TRY IT
The records below must be copied in full; omit the images.
* * * * * * *
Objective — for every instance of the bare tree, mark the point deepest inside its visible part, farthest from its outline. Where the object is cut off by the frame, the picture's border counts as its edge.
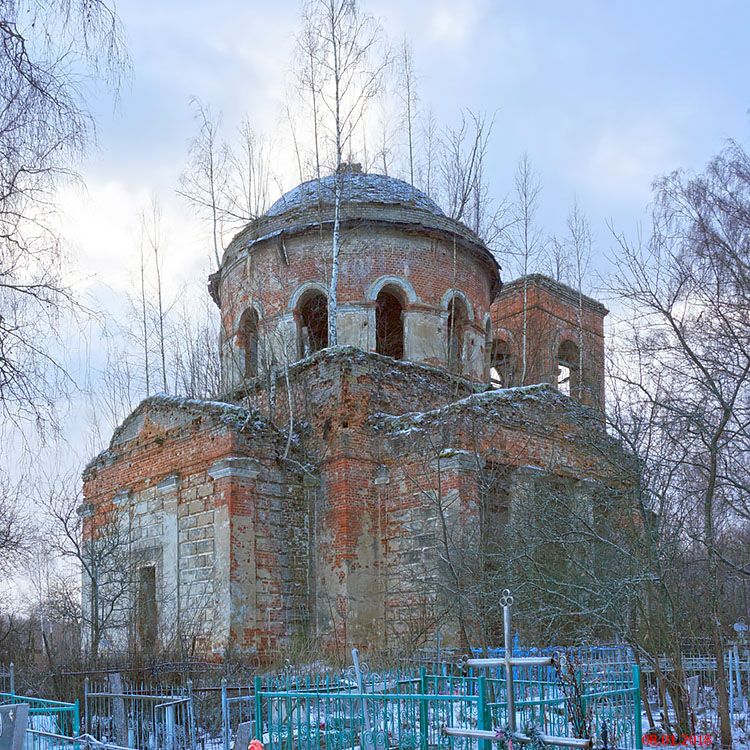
(44, 127)
(204, 181)
(101, 549)
(523, 240)
(579, 241)
(151, 230)
(15, 538)
(688, 297)
(343, 43)
(409, 97)
(249, 176)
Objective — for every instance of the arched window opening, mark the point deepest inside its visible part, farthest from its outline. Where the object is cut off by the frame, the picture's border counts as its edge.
(313, 323)
(389, 325)
(247, 340)
(567, 369)
(500, 371)
(458, 318)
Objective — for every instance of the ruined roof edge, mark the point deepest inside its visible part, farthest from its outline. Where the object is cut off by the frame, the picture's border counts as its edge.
(547, 282)
(226, 413)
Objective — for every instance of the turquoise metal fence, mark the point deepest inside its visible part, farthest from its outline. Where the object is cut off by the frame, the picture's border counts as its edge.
(411, 712)
(45, 715)
(37, 740)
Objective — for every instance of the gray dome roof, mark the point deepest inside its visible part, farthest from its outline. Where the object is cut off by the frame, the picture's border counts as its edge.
(371, 199)
(357, 187)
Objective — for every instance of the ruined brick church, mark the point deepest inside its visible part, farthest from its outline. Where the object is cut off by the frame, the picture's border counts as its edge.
(315, 499)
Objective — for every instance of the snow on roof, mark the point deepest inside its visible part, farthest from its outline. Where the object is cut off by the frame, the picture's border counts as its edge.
(357, 187)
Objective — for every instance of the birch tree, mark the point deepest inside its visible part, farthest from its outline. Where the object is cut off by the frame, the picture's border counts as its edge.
(204, 181)
(579, 241)
(45, 50)
(524, 240)
(409, 98)
(688, 292)
(345, 46)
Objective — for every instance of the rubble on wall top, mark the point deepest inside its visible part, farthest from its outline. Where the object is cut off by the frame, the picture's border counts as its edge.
(542, 395)
(231, 415)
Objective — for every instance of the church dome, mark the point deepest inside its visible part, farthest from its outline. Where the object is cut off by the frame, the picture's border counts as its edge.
(358, 188)
(373, 199)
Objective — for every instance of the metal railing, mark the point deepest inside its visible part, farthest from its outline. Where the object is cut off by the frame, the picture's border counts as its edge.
(45, 715)
(141, 721)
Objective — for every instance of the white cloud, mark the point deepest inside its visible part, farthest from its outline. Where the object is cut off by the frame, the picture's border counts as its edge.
(454, 23)
(102, 223)
(622, 159)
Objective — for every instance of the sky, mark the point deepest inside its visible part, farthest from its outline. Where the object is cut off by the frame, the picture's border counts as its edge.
(602, 96)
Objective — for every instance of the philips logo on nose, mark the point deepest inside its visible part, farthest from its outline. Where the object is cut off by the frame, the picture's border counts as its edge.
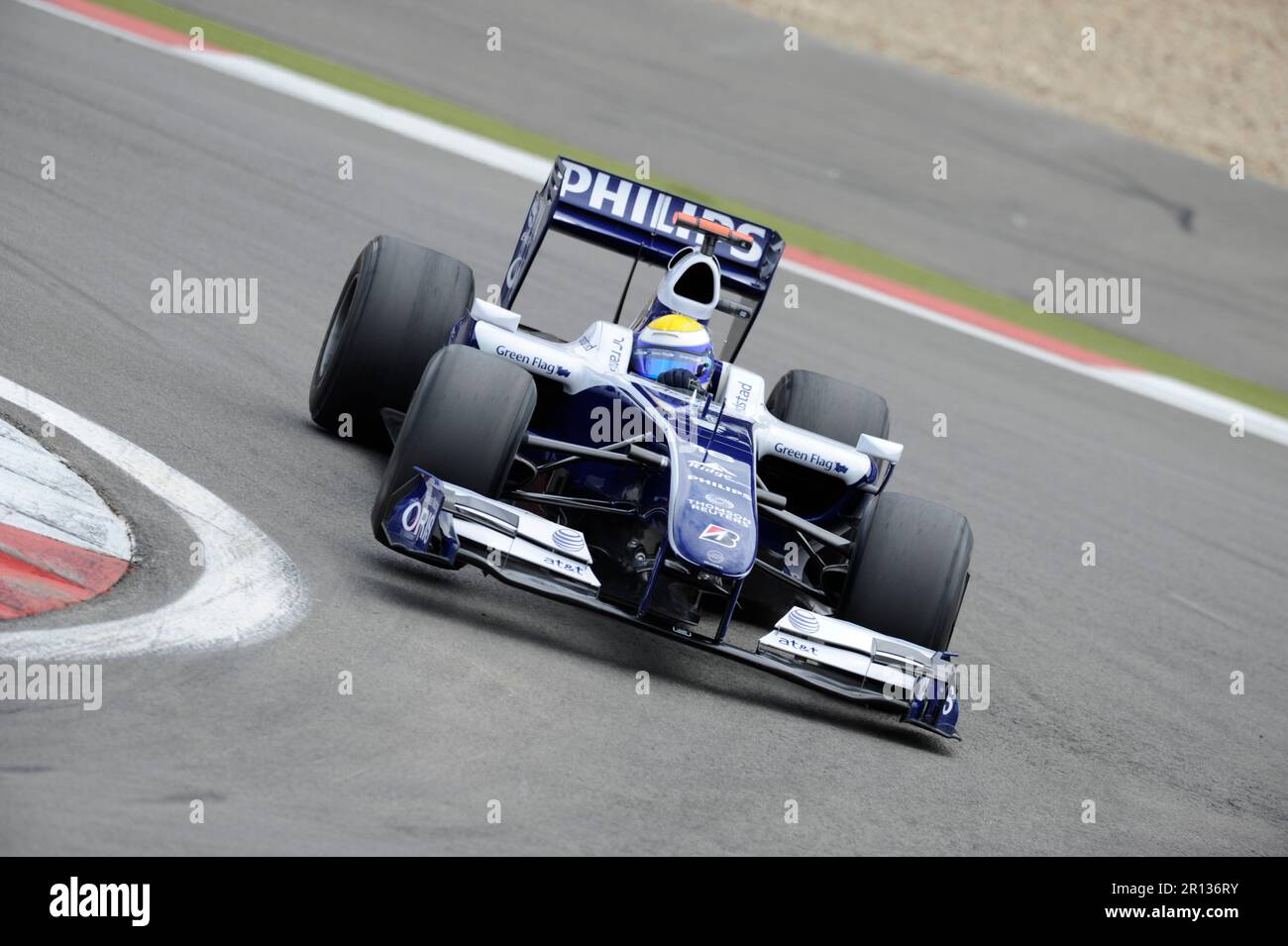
(75, 898)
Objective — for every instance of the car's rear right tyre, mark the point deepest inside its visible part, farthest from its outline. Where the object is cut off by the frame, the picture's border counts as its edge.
(465, 425)
(397, 308)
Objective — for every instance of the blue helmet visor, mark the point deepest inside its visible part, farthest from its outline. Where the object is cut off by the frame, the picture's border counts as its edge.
(652, 362)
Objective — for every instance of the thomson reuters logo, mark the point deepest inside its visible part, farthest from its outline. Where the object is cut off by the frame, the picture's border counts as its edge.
(805, 622)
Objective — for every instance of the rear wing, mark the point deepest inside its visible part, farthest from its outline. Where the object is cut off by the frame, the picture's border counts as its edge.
(636, 220)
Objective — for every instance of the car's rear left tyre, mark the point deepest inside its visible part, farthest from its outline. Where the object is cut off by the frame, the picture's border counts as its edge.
(909, 571)
(397, 308)
(825, 405)
(465, 425)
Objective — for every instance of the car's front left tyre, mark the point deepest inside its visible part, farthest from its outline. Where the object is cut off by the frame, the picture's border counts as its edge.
(397, 308)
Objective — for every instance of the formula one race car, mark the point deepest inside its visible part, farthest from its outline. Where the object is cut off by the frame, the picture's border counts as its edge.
(634, 472)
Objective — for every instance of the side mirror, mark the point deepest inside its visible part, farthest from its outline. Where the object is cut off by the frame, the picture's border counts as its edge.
(880, 450)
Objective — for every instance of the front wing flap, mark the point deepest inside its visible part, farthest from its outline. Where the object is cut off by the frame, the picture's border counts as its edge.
(450, 525)
(907, 674)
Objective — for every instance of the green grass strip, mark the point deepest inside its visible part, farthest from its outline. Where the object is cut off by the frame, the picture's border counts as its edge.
(798, 235)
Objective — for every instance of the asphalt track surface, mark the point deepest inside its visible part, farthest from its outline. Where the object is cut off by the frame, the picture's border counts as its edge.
(845, 142)
(1107, 683)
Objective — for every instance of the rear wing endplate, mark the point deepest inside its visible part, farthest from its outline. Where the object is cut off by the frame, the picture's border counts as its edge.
(634, 219)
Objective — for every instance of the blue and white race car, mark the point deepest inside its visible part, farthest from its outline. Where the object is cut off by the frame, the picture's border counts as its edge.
(636, 473)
* * * * * * *
EXERCISE RESPONSE
Objective — for every instance of the bare tree, mark the point deepest inside its visible part, farthest from its outline. Where the object is cut off by the frame, the picture's border counts as its edge.
(44, 127)
(204, 181)
(101, 549)
(523, 240)
(579, 241)
(151, 230)
(15, 538)
(688, 297)
(343, 43)
(409, 97)
(249, 176)
Objective — for every instance of the arched window opening, mark the point deepest inside its visible part, farthest from its outline. Where the object is cut off by the frame, the picture's border counts as its edge.
(313, 323)
(389, 325)
(247, 340)
(567, 369)
(500, 371)
(458, 318)
Objective — for every instance of the ruined roof edge, mark the point deepest inside its visible part, farthest from its outline. Where the object is cut off by the frame, the picture's border counts as its edge.
(547, 282)
(226, 413)
Objective — for every instance of the turquoise metal fence, mark the point deepest inside its visible part, farthest from its outline. Where the object is cut off by the frame, the picture's border counts as its edge.
(411, 712)
(45, 715)
(37, 740)
Objective — for every instance of the gray dome roof, mark the point deepest inside its visible part, farthest from its outline. Where the object is cut off by the frame, the picture's border counts as its edge.
(371, 199)
(357, 187)
Objective — for every instance of the ruined brick church, mark the point deepest inside its visible part, farthest from its outline. Where the object is cut off by the frame, the picture's border counts as its edge.
(315, 499)
Objective — for every instance of the snow on roof, mark the point deepest inside its visible part, farthest from its outline. Where the object is cut off by the frame, the picture's border counts as its edge.
(357, 187)
Objective — for every instance of the birch tree, mark the point deepest inside its visible part, farthest from its outline. Where the object is cut off by the frame, the picture's border counts as its edge.
(204, 181)
(579, 241)
(45, 50)
(524, 240)
(409, 98)
(688, 292)
(345, 46)
Objective — for every instance of the rubble on wall top, mark the point deepest inside its visible part, farthest from its outline. Where the object is cut off by the frame, the picture's border counts as its edge.
(542, 395)
(231, 415)
Objective — for every instance of the church dome, mark the point deepest inside its visible part, farthest from its outline. Where the object is cut off by the frame, the picture's border counts as its edge.
(358, 188)
(373, 199)
Objective — for every instance of the metal railing, mark the point deepest inside its visible part, farthest from its outline. Where the object is cut off by the frame, the picture's border counts as its edge.
(45, 715)
(141, 721)
Objective — for every instance of the white cloud, mark the point deepest inside its visible part, farthest from its outline. Where the object is cut off by the frame, the picture's border counts as its edge.
(454, 23)
(102, 223)
(622, 159)
Objective — for every instance of the sky, mark the point deepest inside its visible part, farthest from its outline. Where the object is cut off by the frame, the picture's border counts as its edge.
(602, 96)
Objective — for every instance of the philips logo on nose, mark the point deepest inside its visible part, farthest from its outline. Where the object is cut off by the frame, the picture's border counts as its edge.
(75, 898)
Objective — for every instance of the car's rear right tyre, mark the point deepest inside its visible part, farthest from its outline. Where the object is cut off by the frame, the picture's border counts as its edge.
(465, 425)
(397, 308)
Objective — for every instance of the blue helmet visor, mark the point deepest inside its visible part, farthest from its outline. Where the object is cut off by the frame, the picture's border counts as its edge.
(652, 362)
Objective — for every instance of the thomson reuters logo, mark the point deepest inside its visible part, farthest from its outline. Where the object is cut off by the frame, the picture's border counts as its edge.
(805, 622)
Objective — for every instance of the rear wing, mark the point deepest inside its visible part, farthest from its outline. Where the object is cut off by the frame, the picture's border counts as its edge.
(636, 220)
Objective — for every instance of the car's rear left tyre, mark the point deepest inside its visible part, farthest from its outline. Where the object is cut off by the frame, the picture's border counts as its edge.
(909, 571)
(397, 308)
(825, 405)
(465, 425)
Objective — for every instance of the car's front left tyre, mark the point deepest inside its visible part, farthest from its outline. Where the object is cut off by the frame, the picture's border counts as its edge.
(397, 308)
Objective — for every instance of the formula one race car, mark the point deepest inside its visible part, farthest from its outline. Where the object is cut off by the frame, the picture's border counts as its edge.
(634, 472)
Objective — for every instance of the side mirror, mark the point deepest inside its visible part, farthest from its outline. Where the object is cut off by the frame, the picture's border counts as its edge.
(880, 450)
Objective — for every instance of the front wing flap, mark the point deepest inside its visible part, farthest from its outline. Where the object is cut off by the frame, the picture's border counts as its edge.
(450, 525)
(907, 674)
Objective — for every instance of the green grass strip, mark the point deepest inside its visible part, farthest from its outline. Where the object is cut off by the frame, the picture's border counts as its edge.
(798, 235)
Objective — for every instance of the asphalt track surface, mark the point deepest inside its visible part, farthest from its outline. Where the object is cut off by the frame, the picture's border counts as its edge.
(845, 142)
(1107, 683)
Objective — for every instance of the rear wing endplate, mark the point deepest inside its visible part, farthest from its outline. Where the object is cut off by the frame, the picture's border counts as its edge.
(634, 219)
Objective — for every instance of the blue and white race car, mark the point deepest inside its visible part, farthest from its outline. Where the object is cut off by the frame, the picture's border counts as its edge.
(636, 473)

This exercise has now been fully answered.